─── Task data

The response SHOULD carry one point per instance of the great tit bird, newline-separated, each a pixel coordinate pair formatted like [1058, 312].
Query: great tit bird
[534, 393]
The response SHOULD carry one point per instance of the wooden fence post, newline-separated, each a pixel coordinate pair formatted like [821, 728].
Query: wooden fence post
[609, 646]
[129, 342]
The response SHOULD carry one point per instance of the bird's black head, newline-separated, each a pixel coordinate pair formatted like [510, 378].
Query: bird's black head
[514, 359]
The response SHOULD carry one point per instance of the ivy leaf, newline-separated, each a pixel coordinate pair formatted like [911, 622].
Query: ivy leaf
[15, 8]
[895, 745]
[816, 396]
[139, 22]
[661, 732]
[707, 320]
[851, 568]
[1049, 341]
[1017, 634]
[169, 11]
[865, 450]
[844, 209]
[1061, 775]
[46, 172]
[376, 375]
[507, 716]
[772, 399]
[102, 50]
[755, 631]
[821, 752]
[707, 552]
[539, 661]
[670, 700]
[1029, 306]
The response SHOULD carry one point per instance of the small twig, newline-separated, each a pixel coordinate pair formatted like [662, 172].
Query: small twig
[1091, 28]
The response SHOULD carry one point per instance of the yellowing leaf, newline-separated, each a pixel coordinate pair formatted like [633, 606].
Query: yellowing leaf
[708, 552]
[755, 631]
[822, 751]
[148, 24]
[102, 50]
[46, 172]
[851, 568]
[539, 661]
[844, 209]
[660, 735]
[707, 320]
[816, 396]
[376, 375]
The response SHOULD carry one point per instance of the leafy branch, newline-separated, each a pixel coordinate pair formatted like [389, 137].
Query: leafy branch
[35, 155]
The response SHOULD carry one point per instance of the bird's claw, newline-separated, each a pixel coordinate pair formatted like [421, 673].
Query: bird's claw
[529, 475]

──────

◆ Set problem
Convert every line of the listing above into a JSON list of strings, with one string per line and blank lines omitted.

◆ Response to this exercise
[
  "The response SHOULD carry one point per instance of the great tit bird, newline-separated, each a pixel coordinate pair formatted like [1058, 312].",
  "Query: great tit bird",
  "[534, 393]",
  "The response SHOULD carry one point per instance of the wooden fence post, newline-separated, each a pixel coordinate pair formatted like [821, 728].",
  "Query: wooden fence post",
  "[609, 646]",
  "[129, 342]",
  "The response SHOULD carry one point per instance of the bird's black head, newline-separated, each a pixel coordinate pair formatted like [510, 378].",
  "Query: bird's black head",
  "[514, 359]",
  "The response SHOULD carry one point per instance of the ivy leaf, newline-separated, each a pixel coordinate pair formatted like [911, 622].",
  "Query: ivy leaf",
  "[15, 8]",
  "[895, 745]",
  "[816, 396]",
  "[139, 22]",
  "[661, 732]",
  "[707, 320]",
  "[851, 568]",
  "[1049, 341]",
  "[1017, 634]",
  "[169, 11]",
  "[865, 450]",
  "[844, 209]",
  "[1061, 775]",
  "[46, 172]",
  "[376, 375]",
  "[507, 716]",
  "[772, 399]",
  "[102, 50]",
  "[755, 631]",
  "[821, 752]",
  "[707, 552]",
  "[539, 661]",
  "[670, 700]",
  "[1029, 306]",
  "The response SHOULD carry one point per instance of the small twig, newline-separated, each a pixel coordinate pair formatted like [662, 172].",
  "Query: small twig",
  "[1091, 28]",
  "The response SHOULD carry one point per instance of the yellowing leaf, newline-separated, each a pixel coordinate pair formatted like [633, 606].",
  "Query: yellowing leaf",
  "[708, 552]",
  "[755, 631]",
  "[822, 751]",
  "[148, 24]",
  "[102, 50]",
  "[46, 172]",
  "[851, 568]",
  "[539, 661]",
  "[844, 209]",
  "[660, 735]",
  "[707, 320]",
  "[816, 396]",
  "[376, 375]",
  "The response SHOULD carry one point per instance of the leafy branch, newline-separated, each a pixel coordinate pair formatted like [389, 137].",
  "Query: leafy branch",
  "[35, 155]",
  "The response SHOULD carry one point per instance of the bird's claw, newline-separated, each a pixel coordinate pair formatted like [421, 673].",
  "Query: bird's claw",
  "[529, 475]"
]